▸ **About this task**
In your copy of the data, keep every word exact and include no pictures.

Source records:
____

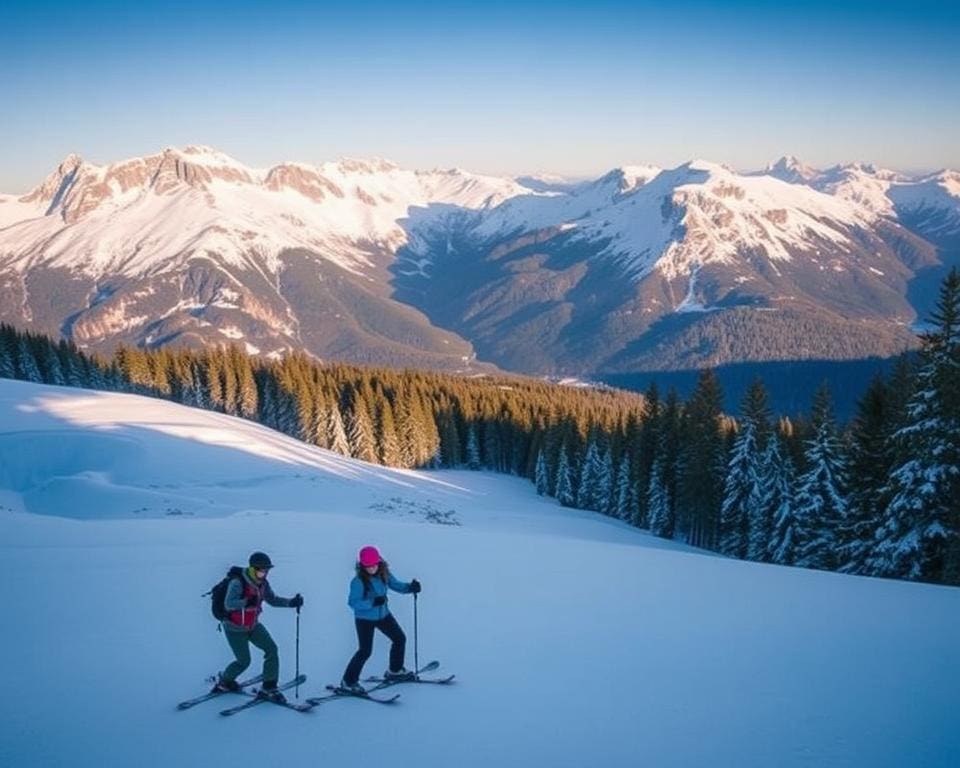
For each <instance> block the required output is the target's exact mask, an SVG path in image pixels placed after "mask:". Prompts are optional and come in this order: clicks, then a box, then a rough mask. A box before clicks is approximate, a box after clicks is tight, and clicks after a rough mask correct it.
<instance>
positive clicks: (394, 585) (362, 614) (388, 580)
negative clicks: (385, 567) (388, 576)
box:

____

▸ **Answer**
For each <instance> block the required output is the target's exact mask, an SVG path in image pixels placed after "mask:". Prompts are optional and come in this order: clicks, then a box, then a rough mask. A box before clicks is approximate, a box after clicks is tight, and clicks after a rough mask correct it.
<instance>
positive clicks: (394, 585) (362, 614) (388, 580)
negative clicks: (385, 567) (388, 576)
box:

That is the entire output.